=== CONSIGNE ÉCRITE 1 ===
Renvoyez chaque ligne des données ci-dessous qui contient le mot "petal", en respectant la casse.

=== ARTICLE ===
Appliquez au microscope tout ce qu’il vous plaira, vous n’y trouverez que beautés & perfections. Considérez le nombre infini d’especes d’insectes qui nagent, qui rampent, ou qui volent autour de nous, quelle proportion, quelle exactitude, quelle uniformité & quelle symmétrie n’appercevrez-vous pas dans tous leurs organes ! Quelle profusion de couleurs ! L’asur, le verd & le vermillon, l’or, l’argent, les perles, les rubis & les diamans forment une broderie à leurs corps, à leurs aîles, à leurs têtes, & à toutes leurs autres parties ! Que de richesses ! que de perfections ! Quel poli inimitable ne voyons-nous pas de toutes parts ! Allons plus avant & examinons les petits animaux dont plusieurs especes sont absolument invisibles à l’œil humain sans le secours d’un microscope ; ces atômes vivans, tout petits qu’ils sont, ne laissent pas d’être presque tous des prodiges ; nous y découvrons les mêmes organes du corps, la même multiplicité de parties, variété de mouvemens, diversité de figures, & maniere de vivre particuliere que nous voyons dans les plus grands animaux ; la construction intérieure de ces petites créatures doit être prodigieusement curieuse, le cœur, l’estomac, les entrailles & le cerveau. Combien doivent être petits & déliés leurs os, leurs jointures, leurs muscles & leurs tendons ! Combien doivent être délicates, & au-delà de toute imagination, les veines, les arteres & les nerfs ! Quelle multitude de vaisseaux & de circulations dans un si petit espace ! & encore ont-ils assez de place pour remplir toutes leurs fonctions, sans se mêler ou s’embarrasser les uns avec les autres !

(Enregistrements de pointage d'objets sur photos)
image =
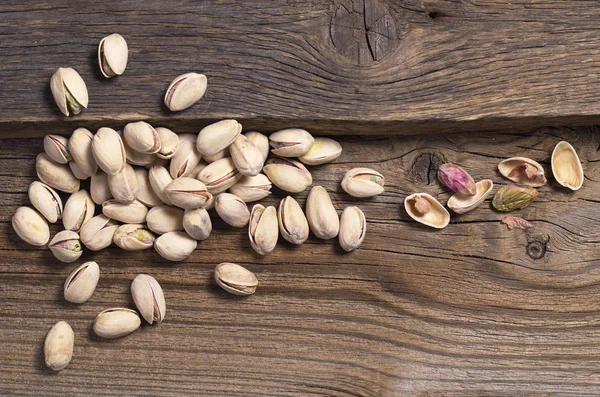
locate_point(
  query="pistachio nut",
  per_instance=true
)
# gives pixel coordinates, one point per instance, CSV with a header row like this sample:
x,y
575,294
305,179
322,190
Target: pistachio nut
x,y
324,150
293,225
79,209
164,218
112,55
185,90
133,237
291,142
363,182
217,136
55,147
58,176
235,279
287,174
69,91
321,214
109,151
246,157
82,282
220,175
66,246
30,226
46,201
513,196
80,148
252,188
116,322
123,185
197,223
353,227
175,246
149,298
169,142
263,230
98,232
58,346
232,209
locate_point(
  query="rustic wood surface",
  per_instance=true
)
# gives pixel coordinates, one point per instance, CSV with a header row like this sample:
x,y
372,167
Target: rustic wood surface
x,y
470,310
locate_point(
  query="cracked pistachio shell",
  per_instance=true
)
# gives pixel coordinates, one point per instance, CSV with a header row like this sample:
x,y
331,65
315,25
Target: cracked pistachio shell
x,y
30,226
291,142
164,218
197,223
363,182
133,237
175,246
79,209
81,283
169,142
217,136
220,175
232,209
69,91
116,322
58,346
321,214
56,148
353,227
80,147
66,246
149,298
293,225
98,232
46,201
109,151
287,174
263,229
323,150
134,212
235,279
112,55
252,188
53,174
246,157
185,90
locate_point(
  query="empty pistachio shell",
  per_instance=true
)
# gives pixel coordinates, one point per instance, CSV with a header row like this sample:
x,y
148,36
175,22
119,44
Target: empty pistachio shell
x,y
112,55
58,346
232,209
55,147
287,174
197,223
185,90
109,151
58,176
116,322
46,201
69,91
321,214
79,209
293,225
31,226
149,298
263,229
217,136
163,219
566,166
175,246
82,282
235,279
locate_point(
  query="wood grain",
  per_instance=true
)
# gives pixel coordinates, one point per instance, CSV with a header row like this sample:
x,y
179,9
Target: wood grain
x,y
470,310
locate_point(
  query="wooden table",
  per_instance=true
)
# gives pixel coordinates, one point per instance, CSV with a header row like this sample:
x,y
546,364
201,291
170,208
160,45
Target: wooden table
x,y
470,310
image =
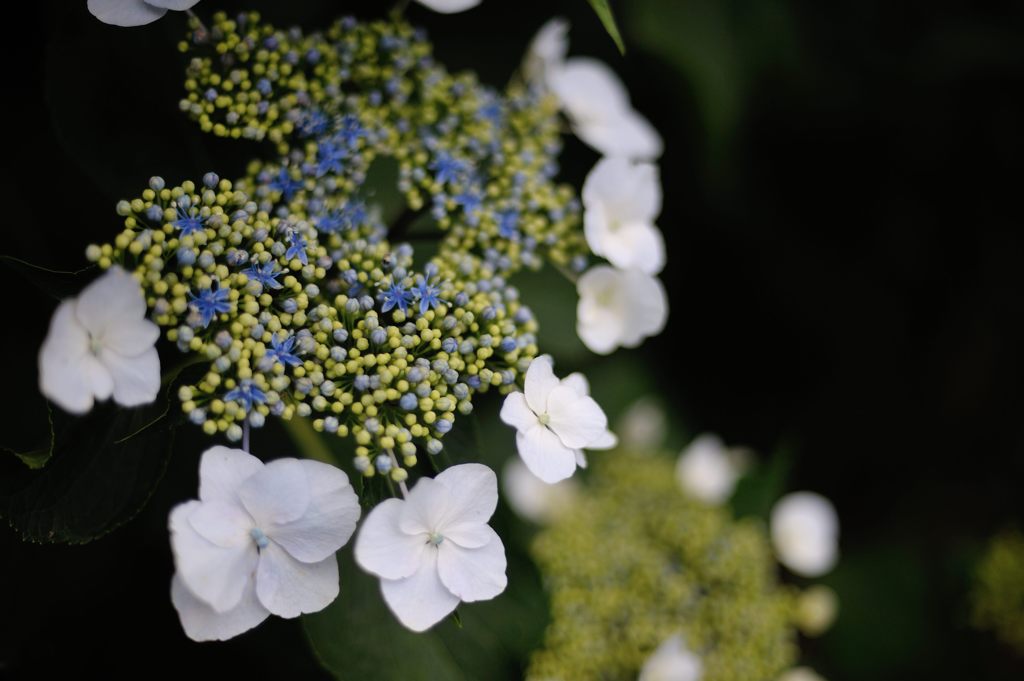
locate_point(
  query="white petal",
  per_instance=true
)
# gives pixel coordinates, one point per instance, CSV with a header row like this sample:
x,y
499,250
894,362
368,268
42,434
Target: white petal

=== CONSIGNE ÉCRITE 2 ===
D'après l'article, de quel instrument a-t-on besoin pour voir plusieurs espèces de petits animaux invisibles à l'œil humain ?

=== RÉPONSE ATTENDUE 1 ===
  query="white petal",
Target: white petal

=== RÉPONSE ATTENDUE 2 ===
D'un microscope.